FRAGMENT TEKSTU ▸
┄┄┄┄┄┄

Duże spółki na fali
W perspektywie najbliższych miesięcy więcej atutów, by przekonać do siebie inwestorów, będą miały duże spółki. Pozytywne nastawienie globalnych inwestorów do rynków wschodzących, widoczne już w końcu roku, powinno się przełożyć na istotnie większe napływy świeżego kapitału na polski rynek akcji, co przysłuży się głównie blue chips.
– Wzrost zainteresowania inwestorów zagranicznych Polską w połączeniu z kontynuacją rotacji kapitału do spółek value powinny wspierać indeks WIG20. W 2020 r. lepiej radziły sobie mniejsze spółki, gdyż w ich gronie można znaleźć więcej przedstawicieli branż odpornych na Covid-19. Poza tym mniejsze spółki, mające prywatnych właścicieli, znacznie szybciej się restrukturyzują i dostosowują do nowej rzeczywistości. Natomiast od momentu ogłoszenia szczepionki na Covid-19, czyli od początku listopada, mamy dość mocne odbicie WIG20 – zwraca uwagę Konrad Księżopolski, szef analityków Haitong Banku.
Mimo udanego 2020 r. Księżopolski wciąż widzi potencjał do kontynuacji zwyżek indeksów małych i średnich firm. Pomagać im powinny poprawiające się z racji spodziewanego odbicia gospodarczego wyniki finansowe, popyt krajowych funduszy ( OFE i TFI), a także większa aktywność inwestorów indywidualnych.

┄┄┄┄┄┄

PRZEDSTAWIONE DANE ▸
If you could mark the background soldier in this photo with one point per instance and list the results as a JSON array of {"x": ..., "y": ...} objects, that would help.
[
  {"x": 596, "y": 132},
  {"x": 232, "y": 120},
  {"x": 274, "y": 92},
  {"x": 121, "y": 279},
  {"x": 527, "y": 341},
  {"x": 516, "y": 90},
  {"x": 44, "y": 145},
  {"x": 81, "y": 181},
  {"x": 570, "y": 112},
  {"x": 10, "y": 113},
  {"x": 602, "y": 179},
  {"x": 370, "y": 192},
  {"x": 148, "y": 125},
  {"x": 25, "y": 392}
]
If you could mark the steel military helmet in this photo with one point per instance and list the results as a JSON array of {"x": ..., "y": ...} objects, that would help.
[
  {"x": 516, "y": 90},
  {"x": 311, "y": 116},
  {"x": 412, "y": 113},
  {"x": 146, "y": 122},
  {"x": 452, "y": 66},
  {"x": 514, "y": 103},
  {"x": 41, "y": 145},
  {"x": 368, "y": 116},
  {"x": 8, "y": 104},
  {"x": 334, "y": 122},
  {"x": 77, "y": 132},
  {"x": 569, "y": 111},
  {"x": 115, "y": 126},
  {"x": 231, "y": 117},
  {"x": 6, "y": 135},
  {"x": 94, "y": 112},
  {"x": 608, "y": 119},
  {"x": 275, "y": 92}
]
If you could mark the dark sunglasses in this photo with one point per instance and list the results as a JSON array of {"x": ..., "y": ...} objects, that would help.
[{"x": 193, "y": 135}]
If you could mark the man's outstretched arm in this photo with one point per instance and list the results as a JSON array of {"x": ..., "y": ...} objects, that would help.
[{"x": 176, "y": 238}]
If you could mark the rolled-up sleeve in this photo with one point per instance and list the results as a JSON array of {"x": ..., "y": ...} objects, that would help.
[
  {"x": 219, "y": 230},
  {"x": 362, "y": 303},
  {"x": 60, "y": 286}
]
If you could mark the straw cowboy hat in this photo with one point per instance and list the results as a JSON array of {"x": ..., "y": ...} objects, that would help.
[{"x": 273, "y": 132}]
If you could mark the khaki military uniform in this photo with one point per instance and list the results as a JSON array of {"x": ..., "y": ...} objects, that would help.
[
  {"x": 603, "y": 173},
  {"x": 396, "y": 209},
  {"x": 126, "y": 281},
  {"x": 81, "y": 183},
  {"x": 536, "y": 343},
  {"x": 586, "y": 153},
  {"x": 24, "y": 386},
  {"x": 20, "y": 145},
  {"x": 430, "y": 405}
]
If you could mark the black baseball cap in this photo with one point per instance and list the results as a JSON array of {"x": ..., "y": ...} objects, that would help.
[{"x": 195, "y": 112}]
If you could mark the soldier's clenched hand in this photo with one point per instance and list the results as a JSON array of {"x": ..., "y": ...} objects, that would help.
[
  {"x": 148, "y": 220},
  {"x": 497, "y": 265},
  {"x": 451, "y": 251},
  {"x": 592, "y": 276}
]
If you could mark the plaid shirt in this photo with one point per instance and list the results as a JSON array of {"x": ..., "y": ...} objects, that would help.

┄┄┄┄┄┄

SPRAWDŹ ZROZUMIENIE ▸
1 – Od kiedy, według tekstu o dużych spółkach, trwa dość mocne odbicie WIG20?
2 – Rozbuduj tekst o dużych spółkach o kolejny akapit, który następuje po jego ostatnim zdaniu.

ROZWIĄZANE ZADANIA ▸
1 – Od momentu ogłoszenia szczepionki na Covid-19, czyli od początku listopada.

2 –
Zdaniem Krajczewskiego nastał dobry czas dla akcji spółek cyklicznych, choć w portfelu na 2021 r. widzi on też miejsce także dla innych branż. – Pod względem sektorowym na krajowym rynku naszymi faworytami są sektory cykliczne, gdzie wyróżniamy spółki przemysłowe i surowcowe, na bazie poprawiającej się koniunktury krajowej i zagranicznej (wzrost popytu i cen ich produktów). Restrukturyzacja kosztów będzie pozytywnie oddziaływać na wyniki również w 2021 r. Dobrze będą sobie radzić także spółki budowlane i z branży nieruchomości. Z uwagi na stabilizację kosztów materiałów i wynagrodzeń oczekujemy poprawy osiąganych przez te podmioty marż w 2021 r. Ponadto zniesienie ograniczeń związanych z pandemią oznaczać będzie poprawę otoczenia biznesu, w którym funkcjonują podmioty komercyjne. Wreszcie z uwagi na odbudowę popytu ubiegłoroczne straty będą odrabiać również wybrane spółki z obszarów handlu detalicznego i usług – wylicza ekspert. Nie skreśla też spółek, których biznes rozwijał się w okresie pandemii. – Nadal preferujemy sektor gier i ochrony zdrowia, które korzystają z długoterminowych trendów wzrostu biznesu na globalnych rynkach – dodaje.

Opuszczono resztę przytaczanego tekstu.